START RECORD SET

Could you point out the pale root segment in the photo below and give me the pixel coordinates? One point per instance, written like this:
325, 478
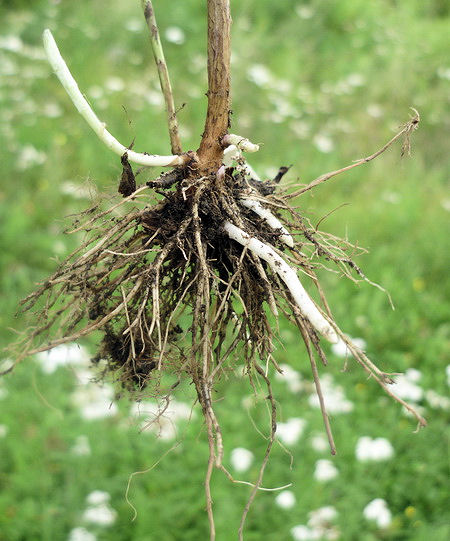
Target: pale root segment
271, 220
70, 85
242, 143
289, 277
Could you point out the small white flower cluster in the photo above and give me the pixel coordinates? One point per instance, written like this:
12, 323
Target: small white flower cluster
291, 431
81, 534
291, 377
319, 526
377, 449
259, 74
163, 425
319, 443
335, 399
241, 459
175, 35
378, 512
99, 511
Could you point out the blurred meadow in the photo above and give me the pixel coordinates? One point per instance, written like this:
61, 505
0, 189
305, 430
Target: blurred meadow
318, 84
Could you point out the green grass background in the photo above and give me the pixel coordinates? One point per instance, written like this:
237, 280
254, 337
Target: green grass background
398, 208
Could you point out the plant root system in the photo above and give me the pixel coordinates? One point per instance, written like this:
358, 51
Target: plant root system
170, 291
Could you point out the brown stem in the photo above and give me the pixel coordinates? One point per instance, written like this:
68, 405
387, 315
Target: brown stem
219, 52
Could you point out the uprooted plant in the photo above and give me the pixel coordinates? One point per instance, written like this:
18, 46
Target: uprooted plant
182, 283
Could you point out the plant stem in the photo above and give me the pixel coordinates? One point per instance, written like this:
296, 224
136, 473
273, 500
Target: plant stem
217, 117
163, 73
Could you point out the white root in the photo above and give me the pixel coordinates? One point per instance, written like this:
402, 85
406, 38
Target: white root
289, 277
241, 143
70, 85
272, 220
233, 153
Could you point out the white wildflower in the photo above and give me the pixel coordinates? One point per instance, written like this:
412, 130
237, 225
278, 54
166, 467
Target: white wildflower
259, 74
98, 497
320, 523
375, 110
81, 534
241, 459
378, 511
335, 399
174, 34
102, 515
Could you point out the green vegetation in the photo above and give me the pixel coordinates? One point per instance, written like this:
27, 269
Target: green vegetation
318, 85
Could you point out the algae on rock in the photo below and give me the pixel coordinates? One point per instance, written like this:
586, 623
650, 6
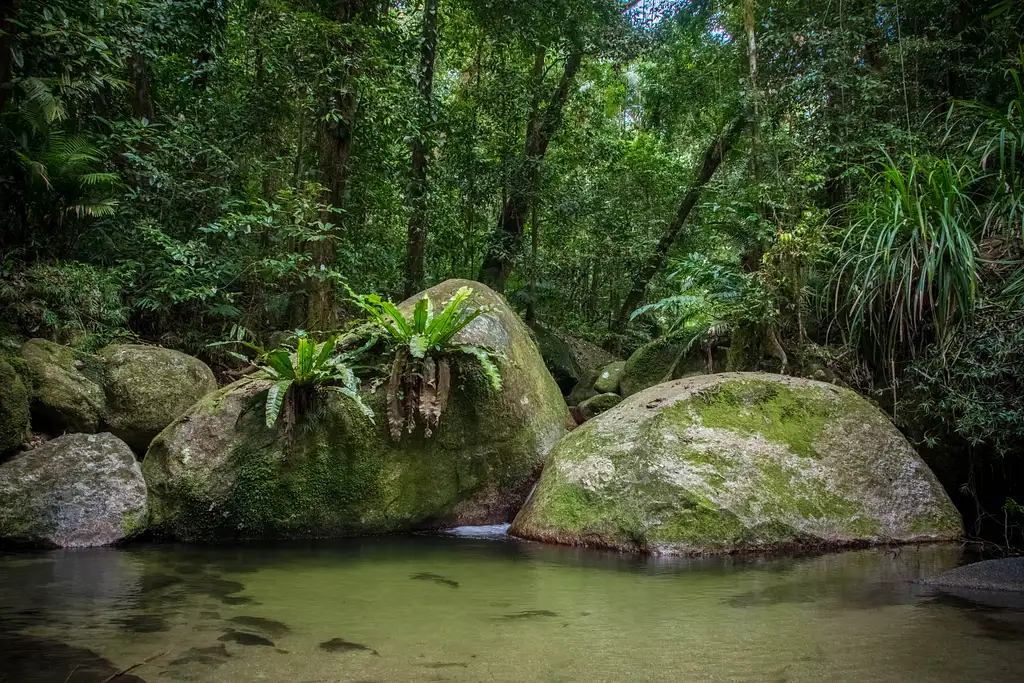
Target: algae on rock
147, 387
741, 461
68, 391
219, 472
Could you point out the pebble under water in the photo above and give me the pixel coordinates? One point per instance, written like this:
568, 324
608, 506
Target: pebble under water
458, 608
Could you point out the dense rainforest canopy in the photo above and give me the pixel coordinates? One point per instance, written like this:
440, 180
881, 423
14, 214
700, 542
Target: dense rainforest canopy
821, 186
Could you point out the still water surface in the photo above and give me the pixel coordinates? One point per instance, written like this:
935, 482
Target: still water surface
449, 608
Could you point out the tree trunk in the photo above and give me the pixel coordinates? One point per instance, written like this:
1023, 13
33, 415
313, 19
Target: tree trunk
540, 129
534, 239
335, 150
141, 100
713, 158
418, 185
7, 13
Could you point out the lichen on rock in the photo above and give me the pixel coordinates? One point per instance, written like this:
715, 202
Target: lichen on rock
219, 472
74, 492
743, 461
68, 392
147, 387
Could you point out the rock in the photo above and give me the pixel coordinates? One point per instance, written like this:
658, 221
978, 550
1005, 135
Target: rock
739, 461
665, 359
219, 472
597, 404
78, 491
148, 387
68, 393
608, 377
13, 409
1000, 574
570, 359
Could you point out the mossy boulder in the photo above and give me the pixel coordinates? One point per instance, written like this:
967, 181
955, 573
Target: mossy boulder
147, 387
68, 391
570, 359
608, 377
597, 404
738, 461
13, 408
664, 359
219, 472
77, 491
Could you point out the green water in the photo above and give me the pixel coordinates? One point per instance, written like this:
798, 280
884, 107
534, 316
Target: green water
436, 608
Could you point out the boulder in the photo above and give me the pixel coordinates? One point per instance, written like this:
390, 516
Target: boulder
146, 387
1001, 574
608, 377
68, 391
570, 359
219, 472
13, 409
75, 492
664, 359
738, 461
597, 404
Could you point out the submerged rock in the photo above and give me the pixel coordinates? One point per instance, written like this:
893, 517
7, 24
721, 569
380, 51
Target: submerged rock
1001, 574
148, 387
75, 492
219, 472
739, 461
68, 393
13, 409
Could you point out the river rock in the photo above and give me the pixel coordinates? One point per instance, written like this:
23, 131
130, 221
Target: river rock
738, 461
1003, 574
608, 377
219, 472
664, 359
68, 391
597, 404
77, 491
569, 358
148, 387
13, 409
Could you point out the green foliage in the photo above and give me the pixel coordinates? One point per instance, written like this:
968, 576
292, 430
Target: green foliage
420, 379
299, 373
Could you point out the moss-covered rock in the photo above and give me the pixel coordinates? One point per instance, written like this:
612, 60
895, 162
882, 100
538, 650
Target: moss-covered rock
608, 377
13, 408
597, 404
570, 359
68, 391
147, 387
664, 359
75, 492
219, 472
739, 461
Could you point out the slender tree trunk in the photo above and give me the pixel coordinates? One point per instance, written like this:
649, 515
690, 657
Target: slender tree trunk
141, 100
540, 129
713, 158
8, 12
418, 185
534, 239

END RECORD SET
START RECORD SET

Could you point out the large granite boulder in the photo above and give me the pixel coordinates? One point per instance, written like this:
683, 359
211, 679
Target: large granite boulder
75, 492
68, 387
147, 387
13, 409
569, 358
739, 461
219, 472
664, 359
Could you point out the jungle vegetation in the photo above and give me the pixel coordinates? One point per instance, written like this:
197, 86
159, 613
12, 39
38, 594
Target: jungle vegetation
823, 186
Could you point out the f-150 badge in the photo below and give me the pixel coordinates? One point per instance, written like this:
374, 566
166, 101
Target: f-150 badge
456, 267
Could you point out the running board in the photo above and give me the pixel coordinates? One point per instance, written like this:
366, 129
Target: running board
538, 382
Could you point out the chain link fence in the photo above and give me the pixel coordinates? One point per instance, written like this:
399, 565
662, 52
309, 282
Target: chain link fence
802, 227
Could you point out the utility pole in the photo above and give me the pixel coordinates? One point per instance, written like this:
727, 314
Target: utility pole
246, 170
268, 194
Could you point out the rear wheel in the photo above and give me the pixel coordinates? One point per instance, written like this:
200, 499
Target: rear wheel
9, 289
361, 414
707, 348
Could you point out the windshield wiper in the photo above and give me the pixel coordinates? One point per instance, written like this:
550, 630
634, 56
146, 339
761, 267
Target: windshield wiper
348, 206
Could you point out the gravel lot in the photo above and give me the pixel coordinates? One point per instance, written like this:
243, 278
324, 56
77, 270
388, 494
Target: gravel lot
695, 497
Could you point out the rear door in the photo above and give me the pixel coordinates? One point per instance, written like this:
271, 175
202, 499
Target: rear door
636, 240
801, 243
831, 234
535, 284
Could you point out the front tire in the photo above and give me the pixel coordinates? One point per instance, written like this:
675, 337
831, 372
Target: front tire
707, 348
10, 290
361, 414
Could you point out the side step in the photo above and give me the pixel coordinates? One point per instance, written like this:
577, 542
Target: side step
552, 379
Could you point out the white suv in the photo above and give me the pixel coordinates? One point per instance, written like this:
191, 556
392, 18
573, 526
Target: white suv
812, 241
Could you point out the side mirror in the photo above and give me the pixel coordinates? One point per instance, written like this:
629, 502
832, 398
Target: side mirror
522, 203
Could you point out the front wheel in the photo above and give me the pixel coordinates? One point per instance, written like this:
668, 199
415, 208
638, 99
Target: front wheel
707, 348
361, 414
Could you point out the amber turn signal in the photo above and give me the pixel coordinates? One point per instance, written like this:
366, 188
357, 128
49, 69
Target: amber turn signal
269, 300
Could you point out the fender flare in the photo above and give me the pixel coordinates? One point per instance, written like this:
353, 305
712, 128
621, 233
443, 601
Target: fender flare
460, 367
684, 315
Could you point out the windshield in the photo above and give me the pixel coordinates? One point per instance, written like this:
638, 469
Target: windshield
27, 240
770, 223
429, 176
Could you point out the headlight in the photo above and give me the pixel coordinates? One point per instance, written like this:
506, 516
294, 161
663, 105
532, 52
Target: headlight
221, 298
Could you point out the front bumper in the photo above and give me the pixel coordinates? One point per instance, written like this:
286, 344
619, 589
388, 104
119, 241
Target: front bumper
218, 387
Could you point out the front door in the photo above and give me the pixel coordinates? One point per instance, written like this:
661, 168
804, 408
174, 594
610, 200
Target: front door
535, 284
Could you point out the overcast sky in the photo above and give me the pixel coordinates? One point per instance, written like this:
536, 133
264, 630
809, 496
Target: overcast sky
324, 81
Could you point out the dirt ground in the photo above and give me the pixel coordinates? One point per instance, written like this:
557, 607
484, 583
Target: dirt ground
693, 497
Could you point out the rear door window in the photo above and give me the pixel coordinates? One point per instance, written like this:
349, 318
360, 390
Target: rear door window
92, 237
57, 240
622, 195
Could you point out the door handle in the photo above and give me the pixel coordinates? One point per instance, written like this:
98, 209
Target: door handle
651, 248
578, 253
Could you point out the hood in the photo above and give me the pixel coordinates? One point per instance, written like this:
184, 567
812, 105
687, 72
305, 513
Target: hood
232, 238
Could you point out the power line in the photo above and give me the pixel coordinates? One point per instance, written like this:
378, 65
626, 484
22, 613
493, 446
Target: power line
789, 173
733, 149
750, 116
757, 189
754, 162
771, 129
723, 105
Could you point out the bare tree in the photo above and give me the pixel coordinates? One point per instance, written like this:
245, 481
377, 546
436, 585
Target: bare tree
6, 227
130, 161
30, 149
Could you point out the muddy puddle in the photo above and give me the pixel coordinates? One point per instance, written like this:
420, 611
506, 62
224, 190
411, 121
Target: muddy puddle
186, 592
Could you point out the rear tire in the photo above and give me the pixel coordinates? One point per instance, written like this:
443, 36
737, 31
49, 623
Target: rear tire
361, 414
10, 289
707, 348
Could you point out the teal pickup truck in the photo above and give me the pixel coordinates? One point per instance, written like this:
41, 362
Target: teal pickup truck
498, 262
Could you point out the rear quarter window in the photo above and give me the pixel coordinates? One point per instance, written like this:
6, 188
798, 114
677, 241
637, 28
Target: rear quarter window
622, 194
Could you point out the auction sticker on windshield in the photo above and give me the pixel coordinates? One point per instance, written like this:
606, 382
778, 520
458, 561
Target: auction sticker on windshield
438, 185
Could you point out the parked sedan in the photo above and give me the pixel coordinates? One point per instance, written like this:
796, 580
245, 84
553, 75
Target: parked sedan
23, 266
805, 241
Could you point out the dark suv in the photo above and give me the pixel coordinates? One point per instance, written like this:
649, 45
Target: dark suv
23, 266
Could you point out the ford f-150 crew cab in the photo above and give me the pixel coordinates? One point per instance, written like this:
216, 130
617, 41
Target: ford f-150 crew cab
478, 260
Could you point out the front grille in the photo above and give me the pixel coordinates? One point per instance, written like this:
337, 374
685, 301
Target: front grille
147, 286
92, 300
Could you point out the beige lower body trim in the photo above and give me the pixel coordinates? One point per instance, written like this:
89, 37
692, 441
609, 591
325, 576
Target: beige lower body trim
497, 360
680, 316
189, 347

END RECORD SET

■ STATED GOAL ■
Collect every line in the records above that contains the string "tire". Treat uppercase and lowercase as different, so only case-exact matches count.

■ FULL RESPONSE ■
Could you point out the front tire in the photo above and give me the pixel coordinates? One point per instance, written like this:
Target: front tire
Could you point out the rear tire in the photo above and give me the pixel coordinates? One point per instance, written like this:
Target: rear tire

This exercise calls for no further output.